_DO THIS:_
In the article on subscription benchmarks below, write out the passage from "The four basic" to "of bottom ribbons." word for word.

_EXCERPT TO READ:_

There was a “dramatic increase in the share of visitors on a given site asked to pay,” it states. “By the fourth quarter of last year, the median share of visitors seeing a paid offer was 10.9%—more than double the share in Q4 2019.”

Which leads to conversion rate, i.e., the percentage of visitors who convert after seeing a paid offer. 

It’s much more common to succeed with subscriptions through high exposure and low conversion rates than the reverse.

Subscription Performance Benchmark Report, Piano

While the average paid conversion rate is ~0.2 percent, subscription businesses see conversion rates ranging from “over 10% to a couple hundredths of a percent,” according to the report.

“Lever that has the most impact on conversions overall”

This is explained by the frequency and type of subscription messages shown to readers.  

The four basic forms of subscription messages include:

  • Subscription landing page
  • Hard paywall
  • Soft paywall
  • A ribbon or other gentle notification

Ribbons, or soft paywalls make for nearly 60% of subscription messages but account for less than 10% of conversions. Landing pages have the highest share of conversions. The median values in the chart below show that landing pages lead to 25x more conversions compared to hard paywalls. These in turn have 10x higher conversion rates than soft paywalls, which have double the conversion rate of bottom ribbons.

Source: Subscription Performance Benchmark Report, Piano

Readers who visit landing pages tend to have a high intent to pay which explains their effectiveness. Additionally, landing page conversions are often the result of other tactics. For example, they receive visitors stopped by a paywall or those directed by paid campaigns and word of mouth. 

The report recommends investing a lot of time in optimizing landing pages. At the same it emphasizes, “the hard paywall, even at a fraction of the conversion rate, is often the lever that has the most impact on conversions overall, since you control the number of visitors intercepted by it.” 

While hard paywalls have a lower share of conversions than landing pages, they play a crucial role in establishing the value exchange.

Subscription Performance Benchmark Report, Piano

However, the different subscription messages should not be seen as independent of each other, rather as necessary steps to persuading the reader to convert. Like the bottom ribbon which has the lowest conversion rate helps promote subscriptions and convey brand value proposition early on. “An effective bottom ribbon may prime a visitor to convert at a higher rate (or retain better) when they hit the paywall,” according to the report. 

Annual subscriptions have better retention

Retaining subscribers is critical for the business in the long run. Churn is highest in the first month. This is why it’s important to have onboarding campaigns that inform subscribers about the various benefits of their subscription and encourage them to make the most of it. This builds engagement – Piano data shows that subscribers who have made multiple full price payments are more likely to continue.

Source: Subscription Performance Benchmark Report, Piano

Encouraging readers to sign up for annual subscription plans can be very effective in reducing churn. Annual subscriptions retain much better and have higher lifetime value compared to monthly, according to the report. This is because with monthly subscriptions users get 12x more chances to cancel compared to annual. 

Piano data shows that at the end of the first year of a subscription only 45% (median value) of monthly subscribers are left compared to 75% of those who have signed up for annual plans.

Source: Subscription Performance Benchmark Report, Piano

In conclusion the report states that the metrics, i.e., engaged users, exposure rates, conversion rates and retention rates — “are the most critical to understanding the health of your subscription business.”

“If your goal in 2021 is on retaining subscribers, using pricing to shift the balance toward annual subscriptions, employing trials carefully to reduce early churn, adopting an onboarding program and targeting high-risk users with rescue tactics can have a big impact.”

_Entries from a point-annotation set:_

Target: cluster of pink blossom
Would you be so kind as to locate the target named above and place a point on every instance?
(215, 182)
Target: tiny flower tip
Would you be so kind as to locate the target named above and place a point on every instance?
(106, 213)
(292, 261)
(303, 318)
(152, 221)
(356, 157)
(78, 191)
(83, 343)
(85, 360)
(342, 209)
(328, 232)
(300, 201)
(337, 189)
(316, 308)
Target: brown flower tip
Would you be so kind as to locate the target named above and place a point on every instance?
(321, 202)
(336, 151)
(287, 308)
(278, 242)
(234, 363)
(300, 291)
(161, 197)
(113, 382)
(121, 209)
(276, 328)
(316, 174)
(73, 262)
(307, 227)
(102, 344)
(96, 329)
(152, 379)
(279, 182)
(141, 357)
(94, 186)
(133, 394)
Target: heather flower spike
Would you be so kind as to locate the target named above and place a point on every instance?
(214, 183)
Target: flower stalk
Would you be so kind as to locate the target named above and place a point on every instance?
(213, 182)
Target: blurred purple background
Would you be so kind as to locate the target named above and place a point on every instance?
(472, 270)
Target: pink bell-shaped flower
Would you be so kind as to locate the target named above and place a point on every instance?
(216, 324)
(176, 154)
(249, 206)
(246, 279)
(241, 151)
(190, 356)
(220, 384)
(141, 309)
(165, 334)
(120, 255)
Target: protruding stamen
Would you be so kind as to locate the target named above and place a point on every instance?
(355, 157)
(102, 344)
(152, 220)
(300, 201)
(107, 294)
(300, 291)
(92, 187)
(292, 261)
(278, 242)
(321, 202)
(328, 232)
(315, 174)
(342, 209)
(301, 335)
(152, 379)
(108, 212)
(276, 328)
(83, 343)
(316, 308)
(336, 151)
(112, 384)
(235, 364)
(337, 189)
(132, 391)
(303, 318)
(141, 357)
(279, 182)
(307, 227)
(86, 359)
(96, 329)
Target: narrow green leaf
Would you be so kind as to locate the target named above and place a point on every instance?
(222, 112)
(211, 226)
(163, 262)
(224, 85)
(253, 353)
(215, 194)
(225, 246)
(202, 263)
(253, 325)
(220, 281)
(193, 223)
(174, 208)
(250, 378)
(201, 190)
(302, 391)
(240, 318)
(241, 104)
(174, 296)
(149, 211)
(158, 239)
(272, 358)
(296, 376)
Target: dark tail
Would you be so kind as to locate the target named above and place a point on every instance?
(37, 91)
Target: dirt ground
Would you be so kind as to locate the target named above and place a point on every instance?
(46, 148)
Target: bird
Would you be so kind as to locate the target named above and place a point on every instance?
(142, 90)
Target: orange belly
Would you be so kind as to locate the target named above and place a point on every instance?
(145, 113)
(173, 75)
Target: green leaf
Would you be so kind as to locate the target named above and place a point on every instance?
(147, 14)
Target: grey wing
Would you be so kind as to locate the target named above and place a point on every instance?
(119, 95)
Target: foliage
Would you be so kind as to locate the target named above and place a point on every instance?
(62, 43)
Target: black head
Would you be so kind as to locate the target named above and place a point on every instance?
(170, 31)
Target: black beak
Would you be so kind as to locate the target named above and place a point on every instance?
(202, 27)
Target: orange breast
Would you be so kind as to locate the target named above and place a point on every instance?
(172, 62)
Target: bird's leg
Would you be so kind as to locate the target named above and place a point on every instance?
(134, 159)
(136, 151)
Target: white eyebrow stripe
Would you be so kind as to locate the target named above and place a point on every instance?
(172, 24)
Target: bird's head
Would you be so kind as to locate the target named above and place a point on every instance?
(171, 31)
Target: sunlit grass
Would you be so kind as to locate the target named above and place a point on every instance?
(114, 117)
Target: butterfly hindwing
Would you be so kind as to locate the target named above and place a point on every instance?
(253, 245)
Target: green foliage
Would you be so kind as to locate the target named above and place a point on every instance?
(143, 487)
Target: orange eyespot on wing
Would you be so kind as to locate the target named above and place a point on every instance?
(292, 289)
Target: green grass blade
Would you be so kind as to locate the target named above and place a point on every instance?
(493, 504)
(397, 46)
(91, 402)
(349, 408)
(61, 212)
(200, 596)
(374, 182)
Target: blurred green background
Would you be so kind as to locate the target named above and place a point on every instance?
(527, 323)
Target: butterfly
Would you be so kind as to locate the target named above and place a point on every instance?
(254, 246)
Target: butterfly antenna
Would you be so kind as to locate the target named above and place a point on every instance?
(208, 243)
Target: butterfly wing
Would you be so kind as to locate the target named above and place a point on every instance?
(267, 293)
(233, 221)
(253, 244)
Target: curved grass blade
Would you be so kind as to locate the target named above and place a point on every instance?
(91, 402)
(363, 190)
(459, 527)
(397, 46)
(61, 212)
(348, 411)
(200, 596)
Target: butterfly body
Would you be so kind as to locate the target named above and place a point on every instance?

* * *

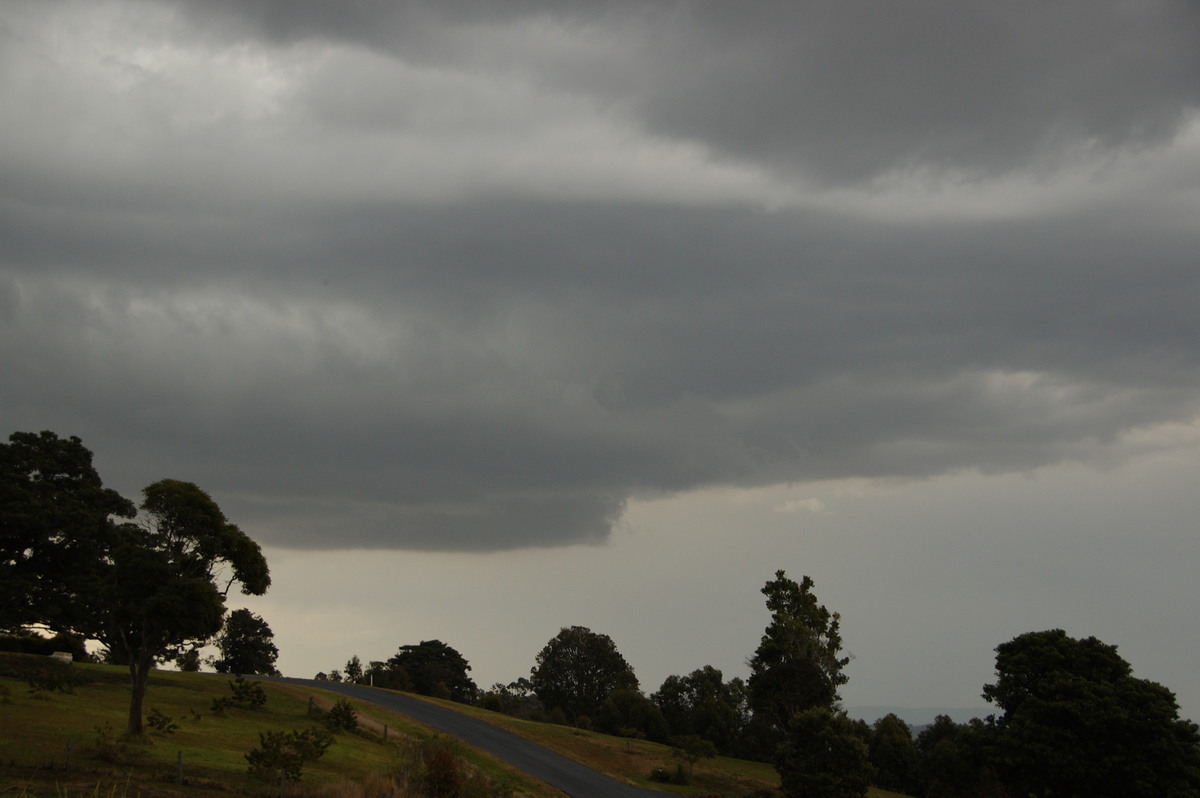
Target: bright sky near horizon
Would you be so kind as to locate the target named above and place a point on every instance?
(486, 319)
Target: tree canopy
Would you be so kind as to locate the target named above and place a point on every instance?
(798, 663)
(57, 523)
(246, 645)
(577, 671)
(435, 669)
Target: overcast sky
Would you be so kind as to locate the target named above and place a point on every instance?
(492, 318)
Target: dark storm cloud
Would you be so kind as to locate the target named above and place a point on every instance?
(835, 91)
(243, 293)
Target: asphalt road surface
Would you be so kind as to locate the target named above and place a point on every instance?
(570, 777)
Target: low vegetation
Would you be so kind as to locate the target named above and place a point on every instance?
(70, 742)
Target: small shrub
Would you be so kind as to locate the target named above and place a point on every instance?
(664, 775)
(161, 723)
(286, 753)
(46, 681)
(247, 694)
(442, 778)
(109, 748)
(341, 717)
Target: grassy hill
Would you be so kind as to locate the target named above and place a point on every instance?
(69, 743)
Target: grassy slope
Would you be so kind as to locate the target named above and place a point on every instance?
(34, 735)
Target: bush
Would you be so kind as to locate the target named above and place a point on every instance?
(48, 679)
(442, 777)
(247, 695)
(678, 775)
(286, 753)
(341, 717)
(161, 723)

_FULL OUTPUT:_
The four basic forms of subscription messages include:

  • Subscription landing page
  • Hard paywall
  • Soft paywall
  • A ribbon or other gentle notification

Ribbons, or soft paywalls make for nearly 60% of subscription messages but account for less than 10% of conversions. Landing pages have the highest share of conversions. The median values in the chart below show that landing pages lead to 25x more conversions compared to hard paywalls. These in turn have 10x higher conversion rates than soft paywalls, which have double the conversion rate of bottom ribbons.